Aufgabe A
Von welchem täglichen Warmwasserbedarf geht das Beispiel im Textauszug aus?
Aufgabe B
Formuliere die Stelle im Textauszug, beginnend bei "Tabelle 1: Beispiel" und endend bei "dem Warmwasser zuzuordnen.", neu und setze dabei "Wärmeerzeuger" an die Stelle von "Heizkessel".

Textauszug
━━━━━━━━━━━━━━━━

Tabelle 1: Beispiel für Ergebnis-Veränderungen bei Abweichung von der Gesamtjahresbetrachtung.

Einfluß von Randbedingungen

Ein weites Feld sind die Beeinflussungsmöglichkeiten von Prozentgrößen und Nutzung deren optischer Wirkung. Zu dieser Kategorie gehören z.B. "Sommerwirkungsgrade", die hin und wieder beim Vergleich von Warmwassersystemen angeführt werden. Den Mechanismus zeigt Tabelle 1. Im Beispiel wird von 8 kWh täglichem Warmwasserbedarf ausgegangen.

System 1 Das System besteht aus einem indirekt beheizten Speicher mit 1,3 kWh und einem Heizkessel mit 3 kWh täglichem Wärmeverlust. Während der 275 Heiztage ist der Kesselverlust der Heizung und nicht dem Warmwasser zuzuordnen.

System 2 Das System besteht aus einem direkt beheizten Warmwasserspeicher mit 2,5 kWh täglichem Wärmeverlust.

Ein Wirtschaftlichkeitsvergleich kann in aller Regel nur über das Gesamtjahr gehen. Die zeitliche Eingrenzung auf den Sommer würde den Sachverhalt umkehren und System 2 begünstigen. Die Eingrenzung allein auf die Heizperiode würde System 1 als zu vorteilhaft erscheinen lassen.

Die Methode gezielter zeitlicher Eingrenzungen (mit nicht immer lauteren Absichten) ist weit verbreitet. Es geht von "Wirtschaftlichkeitsbetrachtungen" der gezeigten Art bis hin zur Beurteilung und "Bewertung" ausgesuchter, zeitweise auftretender Betriebssituationen.

Fazit

Wie die wenigen Beispiele zeigen, muß mit Prozentgrößen in der Heiztechnik prinzipiell kritisch umgegangen werden. Nur z.B. Normnutzungsgrade sind vergleichbar. Aber auch sie sagen nichts darüber aus, ob die dahinterstehenden Verluste akzeptabel sind oder nicht. 10% Brennstoffverluste sind bei 500 m3 Gasverbrauch sicher eher zu verschmerzen als 5% bei 10.000 m3. Allerdings zeigt die Praxis häufig das genaue Gegenteil: Daß die 10% mehr Aufmerksamkeit finden, als die 5%. Offensichtlich liegt das im Wesen von Prozentgrößen.

━━━━━━━━━━━━━━━━

(Auszüge aus einem Datensatz zur Punktmarkierung)
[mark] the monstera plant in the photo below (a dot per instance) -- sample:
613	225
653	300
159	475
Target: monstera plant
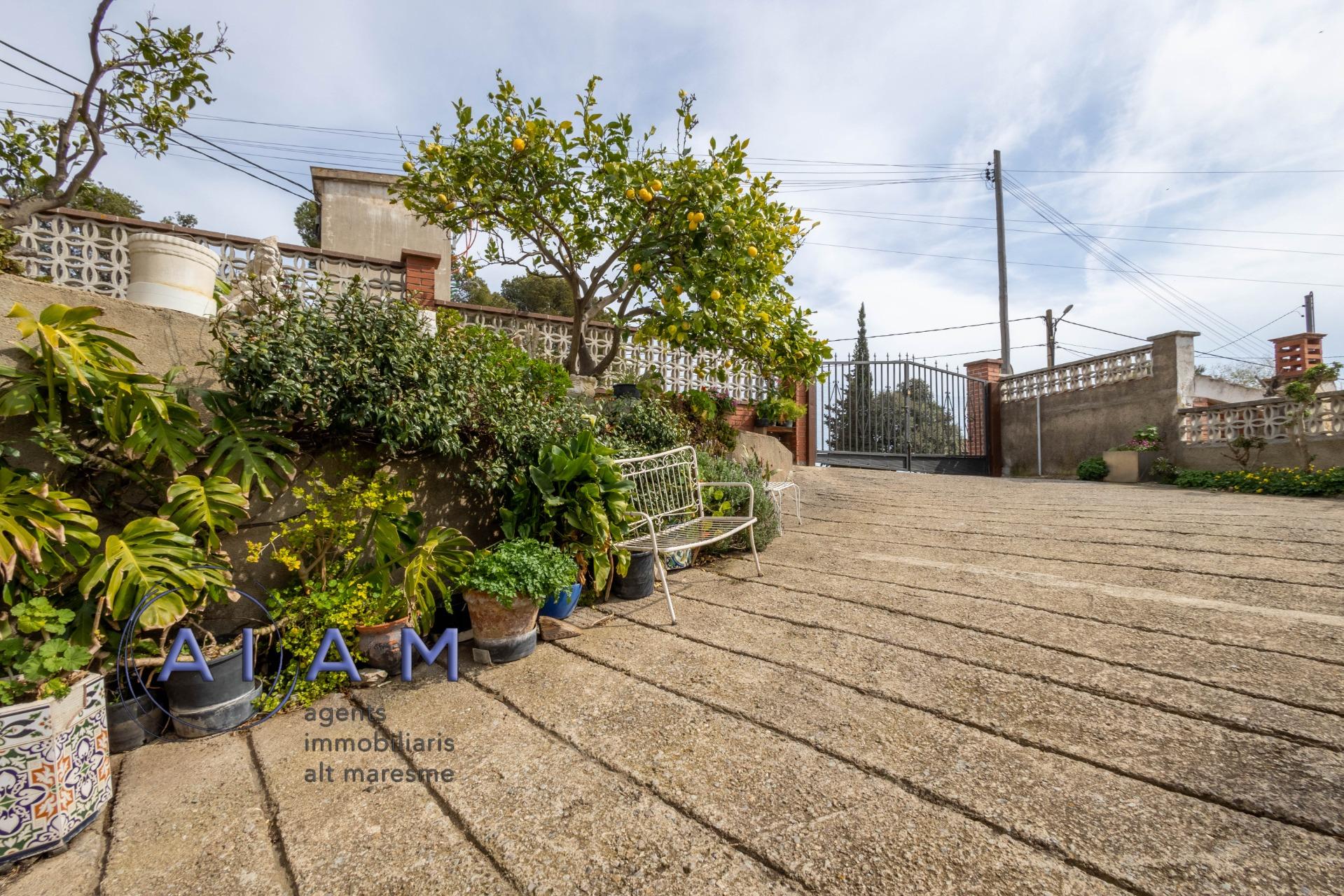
134	503
576	498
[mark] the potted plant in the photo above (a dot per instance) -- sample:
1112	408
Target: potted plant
362	562
1132	461
779	410
51	718
128	440
504	590
576	498
637	580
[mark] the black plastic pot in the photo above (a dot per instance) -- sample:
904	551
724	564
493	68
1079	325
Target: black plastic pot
637	580
133	723
200	707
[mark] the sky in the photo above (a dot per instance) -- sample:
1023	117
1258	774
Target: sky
839	99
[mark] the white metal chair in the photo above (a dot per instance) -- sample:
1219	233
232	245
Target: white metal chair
777	489
668	510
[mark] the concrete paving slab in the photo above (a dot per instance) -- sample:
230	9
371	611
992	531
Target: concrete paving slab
352	836
190	817
557	821
763	789
1127	830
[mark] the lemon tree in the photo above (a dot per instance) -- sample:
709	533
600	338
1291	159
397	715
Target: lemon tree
686	248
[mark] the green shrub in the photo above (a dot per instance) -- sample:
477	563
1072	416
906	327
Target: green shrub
362	370
719	501
1268	480
522	567
576	498
305	612
1093	469
635	426
1144	440
1163	470
779	409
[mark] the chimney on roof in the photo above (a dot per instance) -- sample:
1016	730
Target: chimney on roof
1294	355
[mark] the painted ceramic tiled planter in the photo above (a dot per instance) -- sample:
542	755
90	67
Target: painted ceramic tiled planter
55	773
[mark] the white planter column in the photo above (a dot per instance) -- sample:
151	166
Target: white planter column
171	272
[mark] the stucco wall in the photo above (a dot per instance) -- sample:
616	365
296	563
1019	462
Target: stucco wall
359	218
165	339
1086	422
1222	391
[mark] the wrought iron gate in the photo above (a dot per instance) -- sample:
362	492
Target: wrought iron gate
902	415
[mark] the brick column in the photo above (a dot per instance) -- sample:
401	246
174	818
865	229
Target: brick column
1294	355
804	450
984	431
420	276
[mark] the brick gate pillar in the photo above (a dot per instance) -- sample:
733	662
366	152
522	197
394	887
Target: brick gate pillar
984	430
420	276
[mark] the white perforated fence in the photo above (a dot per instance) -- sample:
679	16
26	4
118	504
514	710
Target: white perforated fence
90	251
1104	370
1270	419
547	336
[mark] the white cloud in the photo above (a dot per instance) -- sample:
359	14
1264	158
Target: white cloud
1054	85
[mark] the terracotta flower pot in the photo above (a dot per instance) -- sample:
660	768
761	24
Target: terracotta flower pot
1128	466
382	644
506	633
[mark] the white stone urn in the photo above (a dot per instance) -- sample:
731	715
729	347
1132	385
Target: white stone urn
171	272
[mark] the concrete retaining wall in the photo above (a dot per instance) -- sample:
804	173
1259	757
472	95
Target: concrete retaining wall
1081	424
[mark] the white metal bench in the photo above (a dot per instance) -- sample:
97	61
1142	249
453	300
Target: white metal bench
668	508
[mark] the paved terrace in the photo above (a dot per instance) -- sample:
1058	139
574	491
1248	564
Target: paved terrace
941	685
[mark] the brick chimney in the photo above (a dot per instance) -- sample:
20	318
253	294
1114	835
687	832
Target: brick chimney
1294	355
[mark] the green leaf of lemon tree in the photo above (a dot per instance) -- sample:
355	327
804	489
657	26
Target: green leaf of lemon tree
207	507
149	555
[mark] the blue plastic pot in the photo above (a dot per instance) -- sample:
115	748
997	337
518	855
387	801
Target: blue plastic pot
562	605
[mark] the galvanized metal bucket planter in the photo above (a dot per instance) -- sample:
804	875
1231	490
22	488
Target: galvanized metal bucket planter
55	771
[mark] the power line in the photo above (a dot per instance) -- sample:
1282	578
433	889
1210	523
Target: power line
1178	302
1046	232
1073	323
57	69
1294	308
994	261
1032	220
1284	171
937	330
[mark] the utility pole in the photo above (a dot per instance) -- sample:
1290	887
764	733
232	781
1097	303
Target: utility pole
1051	321
1050	339
1003	267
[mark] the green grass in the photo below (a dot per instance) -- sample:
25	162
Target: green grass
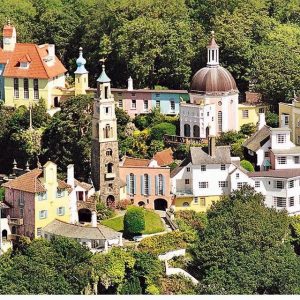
153	223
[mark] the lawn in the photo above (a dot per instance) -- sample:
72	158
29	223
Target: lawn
153	223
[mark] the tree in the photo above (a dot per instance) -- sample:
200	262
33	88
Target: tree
246	248
134	220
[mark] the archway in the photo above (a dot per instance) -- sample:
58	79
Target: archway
110	201
85	215
160	204
4	234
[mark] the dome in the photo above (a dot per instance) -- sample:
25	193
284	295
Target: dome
213	81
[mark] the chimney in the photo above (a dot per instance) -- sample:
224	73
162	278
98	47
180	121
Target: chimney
94	219
130	84
70	177
212	146
261	121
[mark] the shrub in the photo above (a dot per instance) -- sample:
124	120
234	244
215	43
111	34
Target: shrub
104	212
160	244
247	165
158	131
134	220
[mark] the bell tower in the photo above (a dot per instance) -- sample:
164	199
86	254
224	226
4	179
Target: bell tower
105	152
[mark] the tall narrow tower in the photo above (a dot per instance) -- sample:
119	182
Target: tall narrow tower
105	153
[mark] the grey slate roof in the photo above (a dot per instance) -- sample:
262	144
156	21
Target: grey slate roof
101	232
258	139
200	157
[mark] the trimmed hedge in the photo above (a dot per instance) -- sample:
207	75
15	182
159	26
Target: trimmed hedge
161	244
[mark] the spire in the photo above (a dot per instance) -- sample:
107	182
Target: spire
103	77
80	63
212	52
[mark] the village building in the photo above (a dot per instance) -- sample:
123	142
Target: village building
29	72
147	183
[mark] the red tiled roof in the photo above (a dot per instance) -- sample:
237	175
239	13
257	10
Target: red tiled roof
136	162
164	158
30	182
38	68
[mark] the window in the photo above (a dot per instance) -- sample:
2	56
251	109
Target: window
39	231
109	152
241	184
36	89
60	211
220	120
203	184
223	183
291	184
60	193
145	105
146	184
43	214
281	138
42	196
245	113
26	88
202	201
133	104
16	88
279	201
278	184
281	160
172	105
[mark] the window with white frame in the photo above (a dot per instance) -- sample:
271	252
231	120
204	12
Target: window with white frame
278	184
203	184
281	138
245	113
279	201
223	183
281	160
291	201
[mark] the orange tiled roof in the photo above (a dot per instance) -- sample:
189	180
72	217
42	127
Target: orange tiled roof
30	182
38	68
164	158
136	162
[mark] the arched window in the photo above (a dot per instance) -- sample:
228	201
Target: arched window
109	168
196	131
108	152
187	130
146	184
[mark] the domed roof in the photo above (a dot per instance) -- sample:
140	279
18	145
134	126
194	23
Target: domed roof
214	81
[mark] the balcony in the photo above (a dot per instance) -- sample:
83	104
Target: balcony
110	175
15	221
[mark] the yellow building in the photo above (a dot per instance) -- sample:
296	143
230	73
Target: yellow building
36	199
29	72
289	116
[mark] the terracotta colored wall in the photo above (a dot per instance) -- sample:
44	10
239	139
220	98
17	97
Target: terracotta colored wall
152	172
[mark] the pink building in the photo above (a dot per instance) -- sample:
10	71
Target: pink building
147	184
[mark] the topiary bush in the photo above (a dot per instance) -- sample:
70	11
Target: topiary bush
247	165
134	220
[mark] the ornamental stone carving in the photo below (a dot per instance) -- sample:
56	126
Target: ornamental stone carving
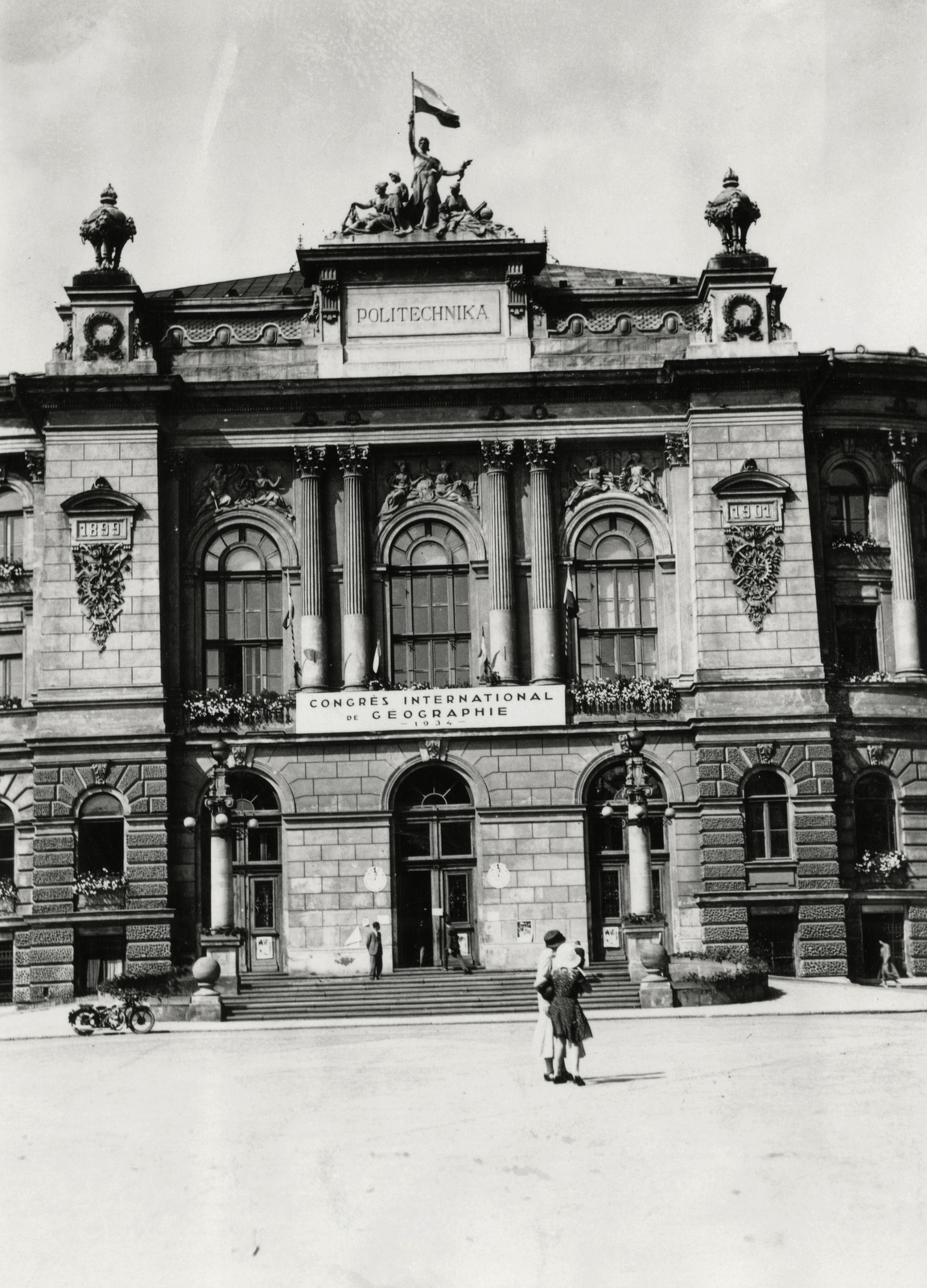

━━━━━━━━━━━━━━━━

Antwort A
Von 8 kWh täglichem Warmwasserbedarf.

Antwort B
Tabelle 1: Beispiel für Ergebnis-Veränderungen bei Abweichung von der Gesamtjahresbetrachtung.

Einfluß von Randbedingungen

Ein weites Feld sind die Beeinflussungsmöglichkeiten von Prozentgrößen und Nutzung deren optischer Wirkung. Zu dieser Kategorie gehören z.B. "Sommerwirkungsgrade", die hin und wieder beim Vergleich von Warmwassersystemen angeführt werden. Den Mechanismus zeigt Tabelle 1. Im Beispiel wird von 8 kWh täglichem Warmwasserbedarf ausgegangen.

System 1 Das System besteht aus einem indirekt beheizten Speicher mit 1,3 kWh und einem Wärmeerzeuger mit 3 kWh täglichem Wärmeverlust. Während der 275 Heiztage ist der Kesselverlust der Heizung und nicht dem Warmwasser zuzuordnen.